RECORDS FOR THE TASK
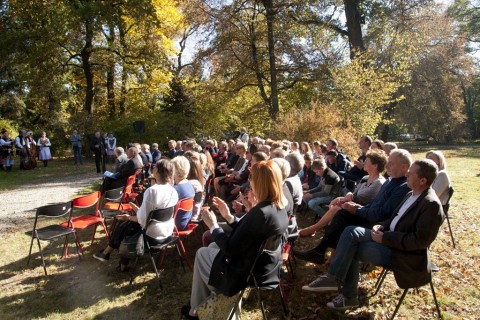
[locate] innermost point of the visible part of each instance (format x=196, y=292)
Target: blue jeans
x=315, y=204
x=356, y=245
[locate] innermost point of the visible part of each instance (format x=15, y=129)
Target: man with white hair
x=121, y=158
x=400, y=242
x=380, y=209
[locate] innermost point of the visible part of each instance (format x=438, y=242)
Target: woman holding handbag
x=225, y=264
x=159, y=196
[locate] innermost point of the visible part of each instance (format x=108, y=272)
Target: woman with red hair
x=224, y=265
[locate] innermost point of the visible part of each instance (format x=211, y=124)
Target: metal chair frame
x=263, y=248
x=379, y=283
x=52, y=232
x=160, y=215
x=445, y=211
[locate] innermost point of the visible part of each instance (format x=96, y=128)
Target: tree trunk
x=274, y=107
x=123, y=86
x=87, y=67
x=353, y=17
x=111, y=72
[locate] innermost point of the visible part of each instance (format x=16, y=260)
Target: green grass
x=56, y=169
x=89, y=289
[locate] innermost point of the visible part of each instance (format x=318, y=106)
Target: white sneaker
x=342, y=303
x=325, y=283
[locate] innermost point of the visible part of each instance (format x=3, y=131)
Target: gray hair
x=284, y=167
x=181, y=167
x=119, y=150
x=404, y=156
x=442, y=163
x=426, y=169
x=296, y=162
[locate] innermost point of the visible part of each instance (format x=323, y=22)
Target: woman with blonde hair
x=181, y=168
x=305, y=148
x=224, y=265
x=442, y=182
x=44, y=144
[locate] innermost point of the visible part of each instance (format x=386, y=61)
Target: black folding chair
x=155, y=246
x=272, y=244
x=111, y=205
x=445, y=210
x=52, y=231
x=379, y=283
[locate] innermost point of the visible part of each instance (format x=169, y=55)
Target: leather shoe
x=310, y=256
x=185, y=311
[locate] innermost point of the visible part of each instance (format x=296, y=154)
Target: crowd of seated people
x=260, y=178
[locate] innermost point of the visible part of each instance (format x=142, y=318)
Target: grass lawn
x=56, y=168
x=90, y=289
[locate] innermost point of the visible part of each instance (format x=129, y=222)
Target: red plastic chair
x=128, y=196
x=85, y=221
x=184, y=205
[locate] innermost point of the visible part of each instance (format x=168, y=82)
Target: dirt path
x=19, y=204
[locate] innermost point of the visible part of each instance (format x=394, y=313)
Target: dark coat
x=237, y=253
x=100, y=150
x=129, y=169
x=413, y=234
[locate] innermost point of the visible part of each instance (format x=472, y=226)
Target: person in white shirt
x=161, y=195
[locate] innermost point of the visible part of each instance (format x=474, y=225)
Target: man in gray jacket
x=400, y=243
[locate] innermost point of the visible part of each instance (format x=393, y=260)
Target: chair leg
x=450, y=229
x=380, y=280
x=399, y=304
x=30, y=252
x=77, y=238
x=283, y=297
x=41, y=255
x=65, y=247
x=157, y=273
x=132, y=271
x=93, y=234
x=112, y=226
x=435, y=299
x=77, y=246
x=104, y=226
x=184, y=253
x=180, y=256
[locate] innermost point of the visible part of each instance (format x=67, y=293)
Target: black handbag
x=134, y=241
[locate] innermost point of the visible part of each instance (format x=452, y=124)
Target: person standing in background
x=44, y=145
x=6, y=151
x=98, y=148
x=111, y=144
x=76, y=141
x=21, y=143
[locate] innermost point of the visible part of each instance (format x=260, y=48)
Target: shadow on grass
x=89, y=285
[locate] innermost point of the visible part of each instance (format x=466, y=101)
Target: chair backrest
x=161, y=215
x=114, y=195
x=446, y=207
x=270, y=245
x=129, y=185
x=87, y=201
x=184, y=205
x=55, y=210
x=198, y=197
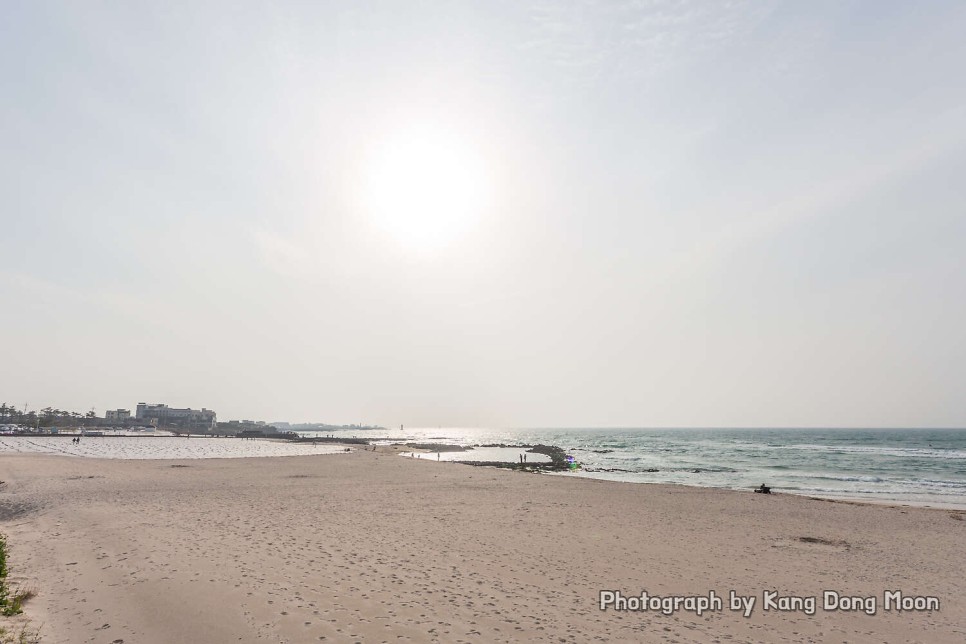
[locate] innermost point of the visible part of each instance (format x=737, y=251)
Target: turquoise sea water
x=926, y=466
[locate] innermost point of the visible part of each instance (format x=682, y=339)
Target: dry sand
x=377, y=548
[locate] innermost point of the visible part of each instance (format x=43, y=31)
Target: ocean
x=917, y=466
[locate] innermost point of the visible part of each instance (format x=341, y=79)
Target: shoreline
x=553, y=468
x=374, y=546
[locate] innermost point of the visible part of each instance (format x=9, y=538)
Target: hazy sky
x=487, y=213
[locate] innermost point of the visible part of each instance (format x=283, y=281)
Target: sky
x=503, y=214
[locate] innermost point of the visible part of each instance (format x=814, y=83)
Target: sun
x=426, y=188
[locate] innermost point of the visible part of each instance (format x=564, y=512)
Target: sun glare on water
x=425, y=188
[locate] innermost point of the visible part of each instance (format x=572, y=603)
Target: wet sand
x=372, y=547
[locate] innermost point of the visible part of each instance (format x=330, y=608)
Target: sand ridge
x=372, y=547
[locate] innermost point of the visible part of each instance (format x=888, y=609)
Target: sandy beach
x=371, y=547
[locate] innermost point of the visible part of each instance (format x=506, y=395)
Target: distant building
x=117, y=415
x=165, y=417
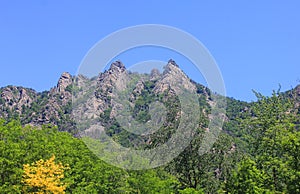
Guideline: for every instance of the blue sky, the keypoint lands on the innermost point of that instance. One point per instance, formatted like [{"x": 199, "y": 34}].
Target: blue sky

GIVEN PROBLEM
Take the data lines from the one containing "(format x=474, y=225)" through the one containing "x=89, y=285", and give them again with "black handbag" switched to "leather handbag" and everything else unchanged.

EXPECTED OUTPUT
[locate] innermost point of the visible part of each instance (format x=474, y=225)
Target: man in gray jacket
x=400, y=243
[locate] innermost point of the visible part of each instance (format x=393, y=260)
Target: chair leg
x=450, y=229
x=380, y=280
x=399, y=304
x=30, y=252
x=77, y=238
x=283, y=297
x=41, y=255
x=65, y=247
x=157, y=273
x=132, y=271
x=93, y=234
x=112, y=226
x=435, y=299
x=77, y=246
x=104, y=226
x=184, y=253
x=180, y=256
[locate] innermost point of the visible part of each instance (format x=67, y=293)
Target: leather handbag
x=134, y=241
[locate] innermost point of the visible part of each instance (format x=452, y=124)
Target: person standing in background
x=44, y=145
x=6, y=151
x=98, y=148
x=111, y=144
x=76, y=141
x=21, y=143
[locate] innermost point of the visible part of each instance (format x=260, y=48)
Target: shadow on grass
x=89, y=285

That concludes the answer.